◆ **WHAT YOU ARE ASKED TO DO**
Omit the pictures from the entries below and retype everything else exactly.

◆ **WORKING DATA**
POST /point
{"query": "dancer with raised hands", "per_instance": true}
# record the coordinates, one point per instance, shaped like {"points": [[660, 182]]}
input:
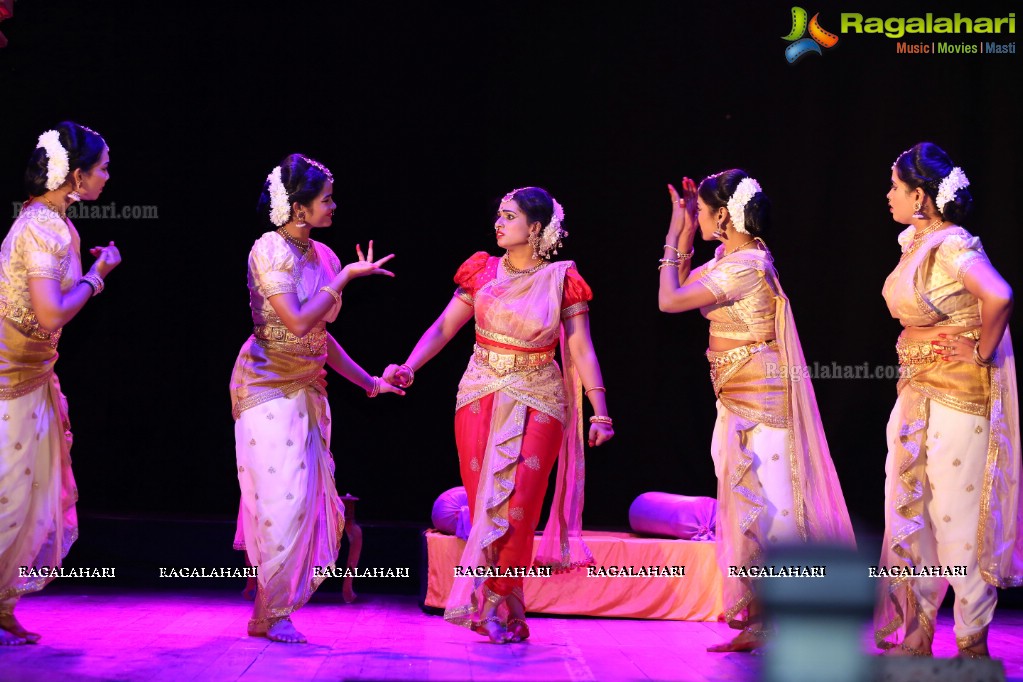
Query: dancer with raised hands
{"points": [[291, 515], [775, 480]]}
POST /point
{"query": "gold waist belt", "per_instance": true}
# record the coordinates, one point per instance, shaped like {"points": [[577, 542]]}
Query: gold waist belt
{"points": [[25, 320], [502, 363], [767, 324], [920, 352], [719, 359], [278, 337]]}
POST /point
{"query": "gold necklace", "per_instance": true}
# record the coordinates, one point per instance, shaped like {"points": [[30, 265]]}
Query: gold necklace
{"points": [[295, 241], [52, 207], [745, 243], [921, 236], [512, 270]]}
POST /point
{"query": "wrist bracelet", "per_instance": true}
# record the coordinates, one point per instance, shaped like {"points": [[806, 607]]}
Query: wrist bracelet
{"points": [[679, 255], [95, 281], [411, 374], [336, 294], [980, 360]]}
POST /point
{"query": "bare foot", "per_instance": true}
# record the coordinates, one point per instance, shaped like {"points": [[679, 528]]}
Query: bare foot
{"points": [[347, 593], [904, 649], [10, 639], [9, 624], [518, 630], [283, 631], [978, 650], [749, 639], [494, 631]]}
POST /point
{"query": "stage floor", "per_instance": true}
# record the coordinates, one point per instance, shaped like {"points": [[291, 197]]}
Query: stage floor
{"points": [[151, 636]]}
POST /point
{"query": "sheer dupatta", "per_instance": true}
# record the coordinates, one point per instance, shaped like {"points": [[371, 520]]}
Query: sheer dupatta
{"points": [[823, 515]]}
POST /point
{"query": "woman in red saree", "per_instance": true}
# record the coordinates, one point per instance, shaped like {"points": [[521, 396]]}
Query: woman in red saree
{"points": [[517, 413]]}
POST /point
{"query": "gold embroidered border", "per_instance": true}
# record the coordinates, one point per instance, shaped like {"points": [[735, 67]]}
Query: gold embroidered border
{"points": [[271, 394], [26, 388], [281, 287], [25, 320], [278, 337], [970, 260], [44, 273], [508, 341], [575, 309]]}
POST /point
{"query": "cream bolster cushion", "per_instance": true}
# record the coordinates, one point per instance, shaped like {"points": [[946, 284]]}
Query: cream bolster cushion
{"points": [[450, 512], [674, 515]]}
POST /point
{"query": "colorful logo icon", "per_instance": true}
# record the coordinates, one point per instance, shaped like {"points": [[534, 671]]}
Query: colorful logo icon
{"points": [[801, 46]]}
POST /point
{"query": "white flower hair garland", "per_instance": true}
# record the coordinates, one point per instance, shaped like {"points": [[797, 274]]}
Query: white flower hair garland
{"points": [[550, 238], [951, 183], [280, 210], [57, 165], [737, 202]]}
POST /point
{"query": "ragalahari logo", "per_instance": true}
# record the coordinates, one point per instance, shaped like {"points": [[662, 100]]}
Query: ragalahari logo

◆ **REPLY TO THE EXERCISE**
POST /point
{"query": "dancer with raised hands", "per_instance": true}
# record the coordinates, one point per instance, shaped like {"points": [[660, 182]]}
input:
Query: dancer with raised hands
{"points": [[291, 515], [775, 480]]}
POST /point
{"query": "gold waist belt", "per_instance": true}
# record the coordinates, one point per instance, shaped like {"points": [[577, 542]]}
Query: gold waist belt
{"points": [[25, 320], [502, 363], [767, 324], [920, 352], [719, 359], [278, 337]]}
POST /point
{"query": "gold necklace", "per_instance": true}
# record the coordinates, one point per instance, shaped like {"points": [[30, 265]]}
Query: gold necklace
{"points": [[295, 241], [52, 207], [745, 243], [921, 236], [512, 270]]}
POST /point
{"query": "wrist bracelet", "per_instance": true}
# record the coordinates, one point per instance, shaped like {"points": [[806, 607]]}
Query: wrist bracelet
{"points": [[679, 255], [95, 281], [411, 374], [336, 294], [980, 360]]}
POST /point
{"query": "bare foot", "per_instance": true}
# record the coordinates, one point per instance, shaped like {"points": [[679, 528]]}
Query: bare foot
{"points": [[347, 593], [904, 649], [10, 639], [9, 624], [518, 630], [283, 631], [978, 650], [749, 639], [494, 631]]}
POST /point
{"query": "stage floor", "per_instance": true}
# record the coordinates, one point per instance, shaped like {"points": [[291, 197]]}
Query: stage floor
{"points": [[151, 636]]}
POST /point
{"query": "sheer dupatta", "per_instance": true}
# record the coordinates, one point per instance, shaped like {"points": [[371, 520]]}
Query: sheer dupatta
{"points": [[823, 515]]}
POST /point
{"query": "woman in red saree", "per_instance": true}
# record the coordinates, one point per instance, shaped like {"points": [[521, 396]]}
Query: woman in red saree
{"points": [[517, 413]]}
POST /point
{"query": "gold embroidered border", "per_instance": true}
# record the coordinates, one point per instance, shaped like {"points": [[735, 67]]}
Query: gold embroidered border
{"points": [[271, 394], [26, 388], [281, 287], [25, 320], [278, 337], [970, 260], [44, 273], [508, 341], [575, 309]]}
POST /point
{"query": "cream bolster cushion", "per_instance": true}
# record the coordinates, one point per instance, shaped like {"points": [[946, 284]]}
Query: cream bolster cushion
{"points": [[450, 512], [674, 515]]}
POST /point
{"query": "colorful logo icon", "per_instance": true}
# record the coordinates, one point per instance, shaped like {"points": [[534, 671]]}
Query: colorful logo icon
{"points": [[801, 46]]}
POST /point
{"query": "white flower hair garland", "per_instance": true}
# record the coordinates, one point per instance, shaped like {"points": [[797, 274]]}
Query: white flower hair garland
{"points": [[550, 238], [951, 183], [280, 210], [57, 165], [737, 202]]}
POST /point
{"query": "ragalahari logo", "per_instance": true}
# record the coordinates, one point per instance, shaped like {"points": [[662, 100]]}
Query: ragalahari logo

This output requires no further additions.